• [PROBLEM TO SOLVE]: In the entries below, copy everything from the line containing "Q: Locate the white gravel" down through the final entry, with "banner sign" replaced by "signboard" and nothing else changed.
— Begin MATERIAL FOR THE TASK —
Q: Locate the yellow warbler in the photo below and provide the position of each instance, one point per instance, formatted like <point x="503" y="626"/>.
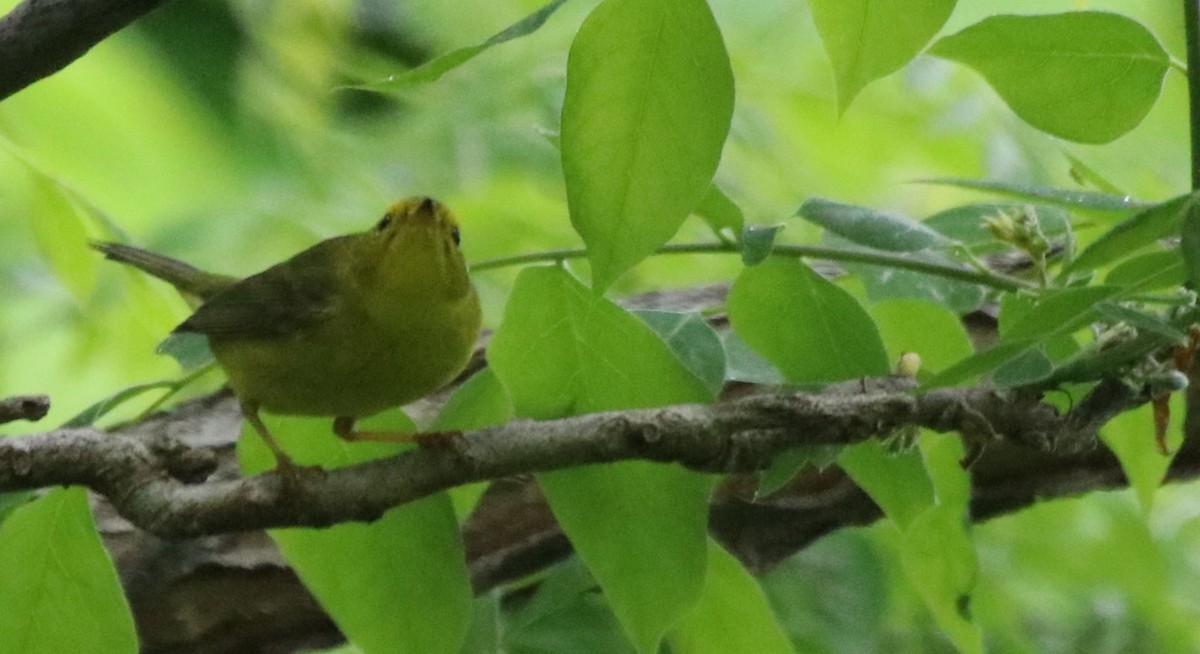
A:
<point x="351" y="327"/>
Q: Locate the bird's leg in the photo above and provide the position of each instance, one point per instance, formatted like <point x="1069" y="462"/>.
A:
<point x="343" y="426"/>
<point x="282" y="461"/>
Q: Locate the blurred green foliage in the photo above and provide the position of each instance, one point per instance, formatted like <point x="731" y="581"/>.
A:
<point x="227" y="135"/>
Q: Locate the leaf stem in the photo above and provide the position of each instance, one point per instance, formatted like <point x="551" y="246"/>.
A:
<point x="982" y="277"/>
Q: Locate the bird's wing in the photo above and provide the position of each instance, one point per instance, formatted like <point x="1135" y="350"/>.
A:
<point x="281" y="300"/>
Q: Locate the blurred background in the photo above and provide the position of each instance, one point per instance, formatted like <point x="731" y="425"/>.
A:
<point x="226" y="133"/>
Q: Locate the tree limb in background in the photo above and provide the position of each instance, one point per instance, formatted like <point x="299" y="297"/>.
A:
<point x="160" y="484"/>
<point x="41" y="37"/>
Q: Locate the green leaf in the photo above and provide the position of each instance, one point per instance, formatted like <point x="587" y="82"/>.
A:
<point x="870" y="39"/>
<point x="1029" y="337"/>
<point x="1144" y="228"/>
<point x="1031" y="365"/>
<point x="95" y="412"/>
<point x="435" y="69"/>
<point x="877" y="229"/>
<point x="63" y="238"/>
<point x="640" y="527"/>
<point x="377" y="580"/>
<point x="1085" y="201"/>
<point x="897" y="483"/>
<point x="1152" y="270"/>
<point x="930" y="330"/>
<point x="1083" y="76"/>
<point x="940" y="559"/>
<point x="757" y="241"/>
<point x="567" y="613"/>
<point x="732" y="616"/>
<point x="787" y="465"/>
<point x="1131" y="436"/>
<point x="936" y="551"/>
<point x="743" y="364"/>
<point x="640" y="150"/>
<point x="59" y="588"/>
<point x="977" y="365"/>
<point x="1141" y="321"/>
<point x="564" y="351"/>
<point x="808" y="327"/>
<point x="966" y="223"/>
<point x="720" y="213"/>
<point x="1189" y="246"/>
<point x="1060" y="312"/>
<point x="891" y="283"/>
<point x="191" y="351"/>
<point x="478" y="402"/>
<point x="693" y="341"/>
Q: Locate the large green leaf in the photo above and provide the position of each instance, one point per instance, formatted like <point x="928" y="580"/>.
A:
<point x="649" y="99"/>
<point x="640" y="527"/>
<point x="1083" y="76"/>
<point x="895" y="481"/>
<point x="732" y="616"/>
<point x="1144" y="228"/>
<point x="937" y="551"/>
<point x="915" y="325"/>
<point x="1191" y="245"/>
<point x="869" y="227"/>
<point x="58" y="586"/>
<point x="1084" y="201"/>
<point x="869" y="39"/>
<point x="1021" y="358"/>
<point x="808" y="327"/>
<point x="396" y="585"/>
<point x="63" y="238"/>
<point x="435" y="69"/>
<point x="1152" y="270"/>
<point x="693" y="341"/>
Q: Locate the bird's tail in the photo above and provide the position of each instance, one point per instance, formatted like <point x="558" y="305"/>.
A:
<point x="185" y="277"/>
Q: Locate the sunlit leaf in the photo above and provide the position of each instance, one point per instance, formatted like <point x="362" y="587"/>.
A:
<point x="933" y="331"/>
<point x="720" y="213"/>
<point x="1131" y="436"/>
<point x="59" y="587"/>
<point x="757" y="241"/>
<point x="1146" y="227"/>
<point x="966" y="225"/>
<point x="808" y="327"/>
<point x="435" y="69"/>
<point x="1083" y="76"/>
<point x="869" y="39"/>
<point x="640" y="150"/>
<point x="1189" y="245"/>
<point x="864" y="226"/>
<point x="694" y="341"/>
<point x="377" y="580"/>
<point x="63" y="238"/>
<point x="732" y="616"/>
<point x="1152" y="270"/>
<point x="101" y="408"/>
<point x="787" y="465"/>
<point x="897" y="481"/>
<point x="1071" y="199"/>
<point x="640" y="527"/>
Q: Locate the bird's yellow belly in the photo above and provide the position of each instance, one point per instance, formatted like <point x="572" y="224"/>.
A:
<point x="343" y="367"/>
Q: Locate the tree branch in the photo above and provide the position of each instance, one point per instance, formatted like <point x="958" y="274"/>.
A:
<point x="157" y="484"/>
<point x="40" y="37"/>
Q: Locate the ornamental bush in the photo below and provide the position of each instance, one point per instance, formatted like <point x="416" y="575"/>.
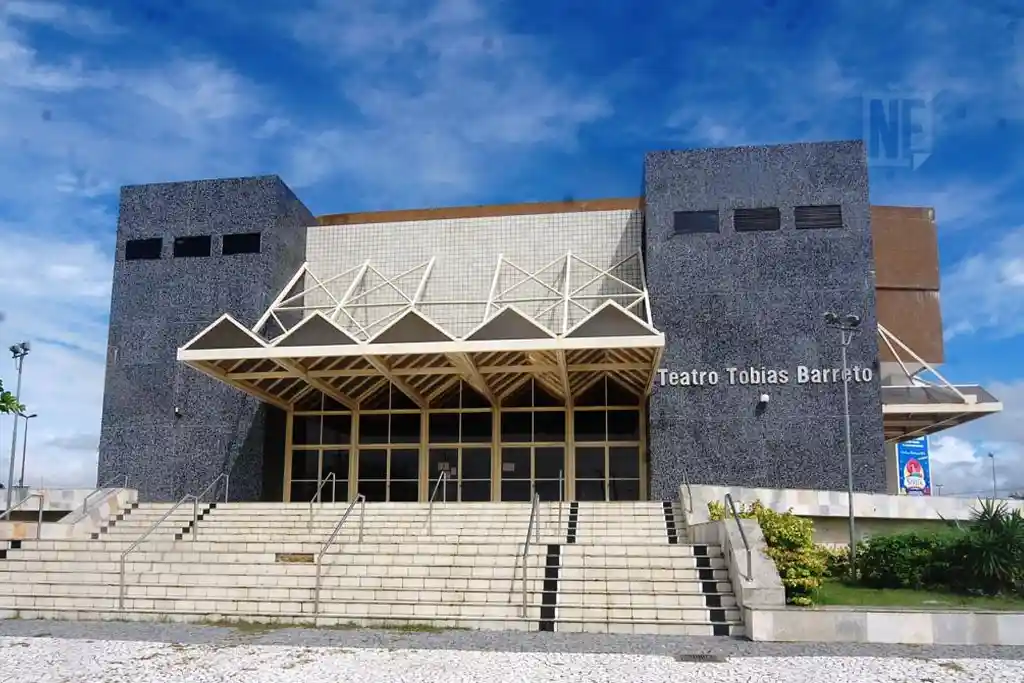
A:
<point x="985" y="556"/>
<point x="790" y="539"/>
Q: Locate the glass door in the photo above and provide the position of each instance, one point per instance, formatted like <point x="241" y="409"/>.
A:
<point x="468" y="474"/>
<point x="389" y="474"/>
<point x="529" y="469"/>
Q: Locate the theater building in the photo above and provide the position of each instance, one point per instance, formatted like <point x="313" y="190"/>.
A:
<point x="606" y="349"/>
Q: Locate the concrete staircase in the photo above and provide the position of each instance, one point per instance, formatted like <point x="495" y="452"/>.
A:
<point x="613" y="567"/>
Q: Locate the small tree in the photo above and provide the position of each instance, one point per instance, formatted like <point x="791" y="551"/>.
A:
<point x="7" y="401"/>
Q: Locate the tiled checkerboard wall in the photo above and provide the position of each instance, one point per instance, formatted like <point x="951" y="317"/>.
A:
<point x="466" y="253"/>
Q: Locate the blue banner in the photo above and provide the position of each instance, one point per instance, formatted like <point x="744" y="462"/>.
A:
<point x="914" y="470"/>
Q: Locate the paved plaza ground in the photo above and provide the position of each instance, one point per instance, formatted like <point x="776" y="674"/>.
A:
<point x="73" y="652"/>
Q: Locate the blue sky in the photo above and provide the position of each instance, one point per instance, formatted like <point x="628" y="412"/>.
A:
<point x="427" y="102"/>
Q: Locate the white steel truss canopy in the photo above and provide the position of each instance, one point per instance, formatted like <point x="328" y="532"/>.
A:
<point x="351" y="335"/>
<point x="920" y="407"/>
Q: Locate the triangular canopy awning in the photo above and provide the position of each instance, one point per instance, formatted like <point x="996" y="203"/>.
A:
<point x="420" y="358"/>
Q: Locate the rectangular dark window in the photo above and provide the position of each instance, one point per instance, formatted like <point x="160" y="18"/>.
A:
<point x="241" y="243"/>
<point x="818" y="217"/>
<point x="691" y="222"/>
<point x="190" y="247"/>
<point x="143" y="250"/>
<point x="755" y="220"/>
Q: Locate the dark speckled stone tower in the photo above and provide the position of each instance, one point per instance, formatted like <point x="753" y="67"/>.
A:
<point x="160" y="303"/>
<point x="756" y="299"/>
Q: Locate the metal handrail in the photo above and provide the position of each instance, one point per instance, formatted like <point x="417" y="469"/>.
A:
<point x="361" y="500"/>
<point x="689" y="492"/>
<point x="742" y="535"/>
<point x="561" y="500"/>
<point x="430" y="504"/>
<point x="103" y="486"/>
<point x="42" y="502"/>
<point x="525" y="546"/>
<point x="316" y="497"/>
<point x="227" y="480"/>
<point x="133" y="546"/>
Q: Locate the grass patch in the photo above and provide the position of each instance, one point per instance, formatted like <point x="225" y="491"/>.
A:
<point x="838" y="593"/>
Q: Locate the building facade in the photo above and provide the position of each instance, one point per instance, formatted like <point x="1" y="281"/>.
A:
<point x="611" y="349"/>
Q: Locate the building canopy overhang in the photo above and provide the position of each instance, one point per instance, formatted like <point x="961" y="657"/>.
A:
<point x="313" y="338"/>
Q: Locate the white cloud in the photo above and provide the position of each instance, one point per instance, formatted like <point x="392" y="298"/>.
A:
<point x="961" y="461"/>
<point x="472" y="102"/>
<point x="984" y="292"/>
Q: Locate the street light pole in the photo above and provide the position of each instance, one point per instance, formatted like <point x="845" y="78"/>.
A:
<point x="25" y="447"/>
<point x="847" y="325"/>
<point x="18" y="351"/>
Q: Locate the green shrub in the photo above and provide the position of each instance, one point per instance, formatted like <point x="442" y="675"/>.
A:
<point x="903" y="560"/>
<point x="837" y="561"/>
<point x="790" y="543"/>
<point x="984" y="556"/>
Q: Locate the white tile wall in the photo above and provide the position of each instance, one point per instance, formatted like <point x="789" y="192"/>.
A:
<point x="466" y="253"/>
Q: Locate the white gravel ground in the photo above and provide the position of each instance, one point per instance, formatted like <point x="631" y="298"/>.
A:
<point x="60" y="660"/>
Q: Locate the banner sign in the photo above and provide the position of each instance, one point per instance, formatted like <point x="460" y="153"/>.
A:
<point x="914" y="469"/>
— End MATERIAL FOR THE TASK —
• [COMPLETED EXERCISE]:
Q: Locate the white gravel ground in the photo above and provide the position of each instance, one point per instance, formatted like <point x="631" y="298"/>.
A:
<point x="60" y="660"/>
Q: Locate the signboard in the photo above and provide the position of each instance, one point per instance, formatted like <point x="460" y="153"/>.
A:
<point x="914" y="469"/>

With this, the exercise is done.